Stored items
■ ■ ■ ■
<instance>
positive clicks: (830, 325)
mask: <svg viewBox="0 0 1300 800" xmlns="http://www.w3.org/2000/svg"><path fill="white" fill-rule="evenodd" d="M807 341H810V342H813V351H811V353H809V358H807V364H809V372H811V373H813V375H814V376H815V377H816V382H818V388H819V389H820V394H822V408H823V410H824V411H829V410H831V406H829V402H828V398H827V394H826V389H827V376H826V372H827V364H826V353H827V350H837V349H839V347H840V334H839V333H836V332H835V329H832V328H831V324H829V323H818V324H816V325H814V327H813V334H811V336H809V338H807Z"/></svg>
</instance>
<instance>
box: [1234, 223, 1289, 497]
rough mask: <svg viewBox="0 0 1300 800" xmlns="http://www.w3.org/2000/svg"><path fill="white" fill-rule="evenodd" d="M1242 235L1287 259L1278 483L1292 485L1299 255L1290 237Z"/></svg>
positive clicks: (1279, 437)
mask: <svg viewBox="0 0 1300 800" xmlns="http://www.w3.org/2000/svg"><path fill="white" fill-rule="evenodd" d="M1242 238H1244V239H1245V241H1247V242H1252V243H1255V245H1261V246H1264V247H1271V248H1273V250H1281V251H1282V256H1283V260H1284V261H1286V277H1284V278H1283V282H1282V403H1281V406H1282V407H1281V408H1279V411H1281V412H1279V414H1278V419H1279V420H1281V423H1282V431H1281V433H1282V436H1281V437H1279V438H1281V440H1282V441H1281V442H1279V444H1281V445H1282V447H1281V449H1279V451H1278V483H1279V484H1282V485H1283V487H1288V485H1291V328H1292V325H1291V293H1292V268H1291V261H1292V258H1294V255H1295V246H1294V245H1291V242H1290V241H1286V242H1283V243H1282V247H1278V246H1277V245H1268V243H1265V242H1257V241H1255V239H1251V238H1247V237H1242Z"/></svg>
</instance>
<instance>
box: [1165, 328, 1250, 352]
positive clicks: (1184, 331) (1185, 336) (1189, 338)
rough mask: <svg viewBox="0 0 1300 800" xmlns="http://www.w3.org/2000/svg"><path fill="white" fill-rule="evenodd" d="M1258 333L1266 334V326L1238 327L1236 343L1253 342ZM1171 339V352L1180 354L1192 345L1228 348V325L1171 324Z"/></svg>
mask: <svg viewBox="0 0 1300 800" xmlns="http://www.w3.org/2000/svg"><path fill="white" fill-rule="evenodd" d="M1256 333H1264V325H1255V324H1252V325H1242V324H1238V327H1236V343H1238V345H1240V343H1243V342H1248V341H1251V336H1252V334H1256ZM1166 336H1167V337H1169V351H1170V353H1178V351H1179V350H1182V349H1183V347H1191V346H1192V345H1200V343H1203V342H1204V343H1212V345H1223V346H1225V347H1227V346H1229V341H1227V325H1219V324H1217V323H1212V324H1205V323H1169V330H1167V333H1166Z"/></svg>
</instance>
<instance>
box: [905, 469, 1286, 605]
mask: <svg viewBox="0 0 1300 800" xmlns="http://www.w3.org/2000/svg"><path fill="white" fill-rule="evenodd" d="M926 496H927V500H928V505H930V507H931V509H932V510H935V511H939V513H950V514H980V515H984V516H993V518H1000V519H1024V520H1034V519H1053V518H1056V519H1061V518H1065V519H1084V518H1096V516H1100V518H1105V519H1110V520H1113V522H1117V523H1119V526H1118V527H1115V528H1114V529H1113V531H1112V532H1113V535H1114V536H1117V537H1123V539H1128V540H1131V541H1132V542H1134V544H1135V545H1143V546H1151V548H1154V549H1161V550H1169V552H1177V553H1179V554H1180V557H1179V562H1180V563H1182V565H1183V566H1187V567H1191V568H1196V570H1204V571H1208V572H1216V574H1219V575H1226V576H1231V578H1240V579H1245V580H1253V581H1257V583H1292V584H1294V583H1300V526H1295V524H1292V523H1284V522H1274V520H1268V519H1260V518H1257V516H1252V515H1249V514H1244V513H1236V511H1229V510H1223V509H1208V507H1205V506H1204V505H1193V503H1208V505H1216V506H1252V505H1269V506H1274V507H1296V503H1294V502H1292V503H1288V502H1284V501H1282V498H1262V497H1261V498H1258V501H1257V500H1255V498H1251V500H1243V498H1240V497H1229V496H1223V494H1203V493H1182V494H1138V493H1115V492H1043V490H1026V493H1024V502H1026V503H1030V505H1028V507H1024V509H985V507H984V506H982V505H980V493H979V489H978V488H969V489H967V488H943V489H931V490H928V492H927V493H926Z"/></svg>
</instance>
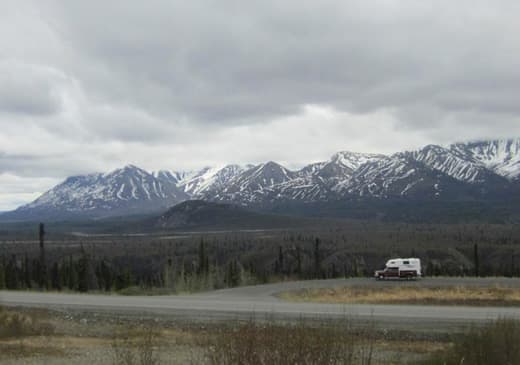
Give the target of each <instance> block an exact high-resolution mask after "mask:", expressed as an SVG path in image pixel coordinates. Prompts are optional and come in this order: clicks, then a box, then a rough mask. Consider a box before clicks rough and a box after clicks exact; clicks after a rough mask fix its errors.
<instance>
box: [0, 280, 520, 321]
mask: <svg viewBox="0 0 520 365" xmlns="http://www.w3.org/2000/svg"><path fill="white" fill-rule="evenodd" d="M345 285H350V286H352V285H354V286H359V285H362V286H365V285H371V286H376V287H378V286H381V287H383V286H398V285H399V286H401V285H412V286H413V285H420V286H453V285H455V286H457V285H467V286H469V285H475V286H497V285H498V286H507V287H519V288H520V280H518V279H504V278H493V279H462V278H456V279H451V278H441V279H423V280H421V281H417V282H376V281H373V280H370V279H335V280H315V281H298V282H286V283H277V284H270V285H259V286H249V287H241V288H234V289H224V290H217V291H212V292H207V293H199V294H195V295H179V296H118V295H92V294H58V293H39V292H22V291H0V303H1V304H3V305H7V306H26V307H40V308H49V309H59V310H80V311H103V312H117V313H125V312H126V313H133V314H142V315H144V314H152V315H167V316H169V317H172V318H180V319H185V320H204V321H206V320H222V319H240V318H251V317H255V318H262V317H268V318H280V319H293V318H299V317H309V318H319V319H321V318H327V319H336V318H342V317H348V318H353V319H355V320H360V321H365V320H373V321H374V322H375V323H377V324H378V325H381V326H385V327H399V328H401V327H402V328H410V327H420V328H422V329H424V330H429V329H434V328H439V329H440V328H444V329H445V328H446V326H464V325H467V324H469V323H472V322H483V321H488V320H492V319H496V318H499V317H514V318H519V319H520V307H460V306H425V305H365V304H350V305H338V304H323V303H291V302H284V301H281V300H279V299H278V298H276V297H275V296H274V294H276V293H278V292H281V291H287V290H295V289H301V288H319V287H334V286H345Z"/></svg>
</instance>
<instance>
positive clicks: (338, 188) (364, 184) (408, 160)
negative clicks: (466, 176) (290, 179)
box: [333, 154, 464, 199]
mask: <svg viewBox="0 0 520 365" xmlns="http://www.w3.org/2000/svg"><path fill="white" fill-rule="evenodd" d="M463 185H464V184H462V183H459V182H458V181H456V180H455V179H454V178H452V177H450V176H449V175H447V174H445V173H441V172H438V171H436V170H434V169H431V168H429V167H428V166H427V165H425V164H423V163H422V162H421V161H418V160H416V159H413V158H410V157H409V156H405V155H400V154H396V155H394V156H390V157H385V158H381V159H378V160H376V161H371V162H368V163H366V164H363V165H362V166H360V168H358V169H357V170H356V171H355V172H354V174H353V176H352V178H351V179H350V180H347V181H345V182H341V183H339V184H337V185H336V186H334V188H333V190H334V191H336V192H338V193H339V194H341V195H342V196H356V197H371V198H380V199H385V198H390V197H421V198H436V197H439V196H440V195H441V194H446V193H450V192H452V191H453V189H454V188H460V187H461V186H463Z"/></svg>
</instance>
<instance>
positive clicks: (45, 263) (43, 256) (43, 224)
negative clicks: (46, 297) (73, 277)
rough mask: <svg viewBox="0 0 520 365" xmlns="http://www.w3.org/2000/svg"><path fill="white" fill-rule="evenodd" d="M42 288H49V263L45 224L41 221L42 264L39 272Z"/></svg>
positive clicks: (40, 237) (39, 283) (38, 281)
mask: <svg viewBox="0 0 520 365" xmlns="http://www.w3.org/2000/svg"><path fill="white" fill-rule="evenodd" d="M38 279H39V281H38V283H39V286H40V289H47V287H48V280H47V265H46V262H45V225H44V224H43V223H40V264H39V273H38Z"/></svg>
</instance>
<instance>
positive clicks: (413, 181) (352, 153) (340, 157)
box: [2, 139, 520, 219]
mask: <svg viewBox="0 0 520 365" xmlns="http://www.w3.org/2000/svg"><path fill="white" fill-rule="evenodd" d="M511 197H512V198H516V197H520V139H509V140H488V141H473V142H466V143H454V144H452V145H449V146H444V147H443V146H440V145H427V146H424V147H423V148H420V149H417V150H412V151H404V152H397V153H395V154H392V155H382V154H370V153H366V154H365V153H358V152H349V151H340V152H337V153H335V154H334V155H333V156H331V158H330V159H329V160H326V161H321V162H316V163H311V164H308V165H306V166H304V167H302V168H301V169H299V170H290V169H287V168H285V167H284V166H282V165H280V164H278V163H277V162H274V161H268V162H265V163H261V164H258V165H256V166H253V165H236V164H228V165H222V166H217V167H206V168H203V169H201V170H199V171H194V172H182V171H175V170H159V171H156V172H148V171H146V170H143V169H141V168H139V167H137V166H134V165H127V166H125V167H123V168H120V169H116V170H113V171H111V172H108V173H94V174H86V175H78V176H71V177H68V178H67V179H65V180H64V181H63V182H62V183H60V184H58V185H57V186H55V187H54V188H52V189H50V190H49V191H47V192H46V193H44V194H43V195H42V196H40V197H39V198H38V199H36V200H35V201H33V202H31V203H29V204H26V205H23V206H21V207H19V208H18V209H16V210H15V211H12V212H7V213H3V214H2V216H3V217H8V218H9V217H18V218H20V219H24V217H29V216H30V217H42V218H44V217H47V216H60V214H61V215H63V216H67V215H80V216H81V215H84V216H88V217H104V216H113V215H116V214H118V215H125V214H134V213H142V212H160V211H161V210H163V211H164V210H166V209H168V208H169V207H171V206H173V205H175V204H178V203H180V202H183V201H186V200H190V199H197V200H205V201H210V202H219V203H230V204H236V205H239V206H248V207H253V208H259V209H265V208H269V209H271V208H273V207H275V206H276V205H280V206H283V205H284V204H288V203H289V204H290V203H292V202H302V203H316V202H320V203H325V204H326V203H328V202H338V201H345V202H348V201H349V200H350V201H352V200H353V199H356V200H359V199H361V200H363V199H380V200H384V199H402V198H406V199H408V200H410V199H411V200H414V199H415V200H418V201H419V200H441V201H442V200H446V201H447V200H467V201H479V200H486V201H489V200H492V199H507V198H511ZM345 204H348V203H345Z"/></svg>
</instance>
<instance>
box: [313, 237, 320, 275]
mask: <svg viewBox="0 0 520 365" xmlns="http://www.w3.org/2000/svg"><path fill="white" fill-rule="evenodd" d="M314 277H315V278H321V257H320V239H319V238H318V237H316V240H315V241H314Z"/></svg>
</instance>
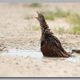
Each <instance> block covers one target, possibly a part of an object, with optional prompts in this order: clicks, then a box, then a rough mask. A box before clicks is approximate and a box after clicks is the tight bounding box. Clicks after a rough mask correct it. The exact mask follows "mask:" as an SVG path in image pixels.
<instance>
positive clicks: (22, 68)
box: [0, 3, 80, 77]
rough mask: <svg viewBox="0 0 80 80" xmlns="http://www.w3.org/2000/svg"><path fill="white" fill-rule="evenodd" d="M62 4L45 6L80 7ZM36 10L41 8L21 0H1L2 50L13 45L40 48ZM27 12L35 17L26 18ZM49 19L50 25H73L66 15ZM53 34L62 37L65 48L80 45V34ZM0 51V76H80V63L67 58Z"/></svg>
mask: <svg viewBox="0 0 80 80" xmlns="http://www.w3.org/2000/svg"><path fill="white" fill-rule="evenodd" d="M47 5H48V4H46V5H44V6H43V7H42V8H40V10H44V8H45V7H46V6H47ZM61 5H62V4H58V5H57V4H54V6H53V4H49V5H48V6H47V8H45V9H48V8H49V6H50V7H52V8H50V9H51V10H52V9H54V8H55V7H56V6H57V7H61V8H64V9H66V10H73V11H75V12H76V10H77V11H80V10H79V9H80V6H79V4H78V3H76V4H66V5H64V4H63V5H62V6H61ZM63 6H64V7H63ZM67 6H68V7H67ZM37 10H39V8H32V7H29V6H28V5H22V4H2V3H1V4H0V44H1V45H2V44H3V46H5V47H6V48H5V50H4V51H3V52H6V51H8V50H9V49H14V48H15V49H22V50H35V51H39V50H40V36H41V32H40V27H39V23H38V21H37V20H36V19H35V18H34V17H33V16H35V15H36V11H37ZM27 16H28V17H33V18H32V19H26V17H27ZM47 22H48V24H49V26H50V28H51V29H53V28H54V26H65V28H66V29H67V28H69V27H70V24H69V23H67V22H66V21H65V20H64V19H57V20H55V21H47ZM57 22H58V23H59V24H57ZM35 24H36V25H35ZM53 25H54V26H53ZM34 26H38V27H39V28H38V31H37V30H36V29H34V28H33V27H34ZM53 32H54V30H53ZM54 34H55V35H56V36H57V37H58V38H59V39H60V41H61V43H62V45H63V47H64V48H65V50H67V51H71V50H72V49H80V35H73V34H67V33H65V34H64V33H61V34H58V33H55V32H54ZM3 46H2V47H3ZM0 48H1V47H0ZM1 54H2V52H0V77H13V76H14V77H80V63H77V62H76V63H74V62H70V61H68V60H67V59H65V58H58V59H57V58H44V57H42V58H41V59H36V58H33V57H30V56H25V57H23V56H11V55H1ZM77 56H80V55H77ZM74 59H75V58H74Z"/></svg>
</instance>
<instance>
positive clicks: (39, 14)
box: [36, 12, 45, 23]
mask: <svg viewBox="0 0 80 80" xmlns="http://www.w3.org/2000/svg"><path fill="white" fill-rule="evenodd" d="M37 14H38V16H37V17H36V19H37V20H38V21H39V22H40V23H42V22H45V18H44V16H43V15H42V13H39V12H37Z"/></svg>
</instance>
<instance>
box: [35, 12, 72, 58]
mask: <svg viewBox="0 0 80 80" xmlns="http://www.w3.org/2000/svg"><path fill="white" fill-rule="evenodd" d="M37 14H38V16H37V17H36V19H37V20H38V21H39V24H40V26H41V45H40V49H41V52H42V54H43V56H44V57H65V58H68V57H70V56H71V54H70V53H68V52H66V51H65V50H64V48H63V47H62V44H61V42H60V40H59V39H58V38H57V37H56V36H55V35H54V34H53V33H52V32H51V31H50V29H49V26H48V24H47V22H46V20H45V17H44V15H43V14H42V13H39V12H37Z"/></svg>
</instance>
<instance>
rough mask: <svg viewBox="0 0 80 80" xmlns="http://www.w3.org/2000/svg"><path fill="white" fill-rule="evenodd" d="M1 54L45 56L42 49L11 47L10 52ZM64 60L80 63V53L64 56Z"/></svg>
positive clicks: (39, 57)
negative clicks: (11, 48)
mask: <svg viewBox="0 0 80 80" xmlns="http://www.w3.org/2000/svg"><path fill="white" fill-rule="evenodd" d="M1 55H12V56H15V55H16V56H24V57H27V56H29V57H32V58H37V59H42V58H43V55H42V53H41V52H40V51H35V50H21V49H9V50H8V52H3V53H2V54H1ZM56 59H59V58H56ZM64 60H66V61H68V62H72V63H80V55H77V54H73V56H72V57H69V58H64Z"/></svg>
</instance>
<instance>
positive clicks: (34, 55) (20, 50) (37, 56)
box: [2, 49, 43, 59]
mask: <svg viewBox="0 0 80 80" xmlns="http://www.w3.org/2000/svg"><path fill="white" fill-rule="evenodd" d="M2 55H12V56H15V55H16V56H24V57H27V56H29V57H33V58H38V59H41V58H42V57H43V55H42V53H41V52H40V51H35V50H21V49H9V50H8V52H4V53H2Z"/></svg>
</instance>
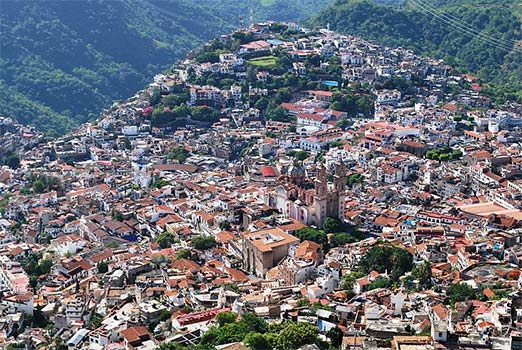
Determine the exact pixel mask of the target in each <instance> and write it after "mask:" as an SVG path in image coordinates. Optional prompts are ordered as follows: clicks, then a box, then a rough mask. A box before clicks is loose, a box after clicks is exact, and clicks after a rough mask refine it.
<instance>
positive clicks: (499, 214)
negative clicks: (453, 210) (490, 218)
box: [457, 201, 522, 220]
mask: <svg viewBox="0 0 522 350" xmlns="http://www.w3.org/2000/svg"><path fill="white" fill-rule="evenodd" d="M457 209H460V210H461V211H462V212H464V213H467V214H472V215H478V216H489V215H491V214H497V215H506V216H508V217H511V218H514V219H516V220H522V210H519V209H506V208H504V207H503V206H501V205H499V204H497V203H495V202H492V201H490V202H483V203H475V204H466V205H461V206H458V207H457Z"/></svg>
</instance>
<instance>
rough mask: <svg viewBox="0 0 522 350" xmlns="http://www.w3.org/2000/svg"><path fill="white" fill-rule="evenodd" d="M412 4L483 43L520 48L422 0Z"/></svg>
mask: <svg viewBox="0 0 522 350" xmlns="http://www.w3.org/2000/svg"><path fill="white" fill-rule="evenodd" d="M410 2H411V4H412V5H414V7H415V8H416V9H417V10H419V11H421V12H423V13H425V14H426V13H428V14H430V15H432V16H433V17H435V18H436V19H438V20H439V21H442V23H444V24H445V25H448V26H450V27H453V28H454V29H457V30H458V31H460V32H463V33H464V34H465V35H467V36H469V37H472V38H475V39H478V40H479V41H480V42H482V43H486V44H489V45H493V46H495V47H497V48H499V49H502V50H504V51H508V52H511V51H512V50H518V49H517V47H515V45H514V44H511V43H509V44H508V43H505V42H503V41H501V40H499V39H497V38H495V37H492V36H490V35H487V34H485V33H482V32H478V31H476V30H472V29H471V28H470V26H469V24H467V23H465V24H464V23H462V22H459V21H457V20H452V19H448V18H447V17H445V15H444V14H441V13H440V12H437V11H436V10H430V9H429V8H428V7H427V6H426V5H425V4H423V3H422V2H420V1H419V0H410Z"/></svg>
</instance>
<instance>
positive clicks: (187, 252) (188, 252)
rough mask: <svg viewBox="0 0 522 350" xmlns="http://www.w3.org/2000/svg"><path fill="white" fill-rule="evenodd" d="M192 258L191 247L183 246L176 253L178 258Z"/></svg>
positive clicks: (176, 256) (178, 258)
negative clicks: (183, 246)
mask: <svg viewBox="0 0 522 350" xmlns="http://www.w3.org/2000/svg"><path fill="white" fill-rule="evenodd" d="M181 259H190V249H187V248H183V249H180V250H179V251H178V252H177V253H176V260H181Z"/></svg>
■ ■ ■ ■
— YOUR ASSIGNMENT —
Count the lines of the records above that contain the string "negative", matching case exactly. Give only the number.

— EXERCISE RESPONSE —
5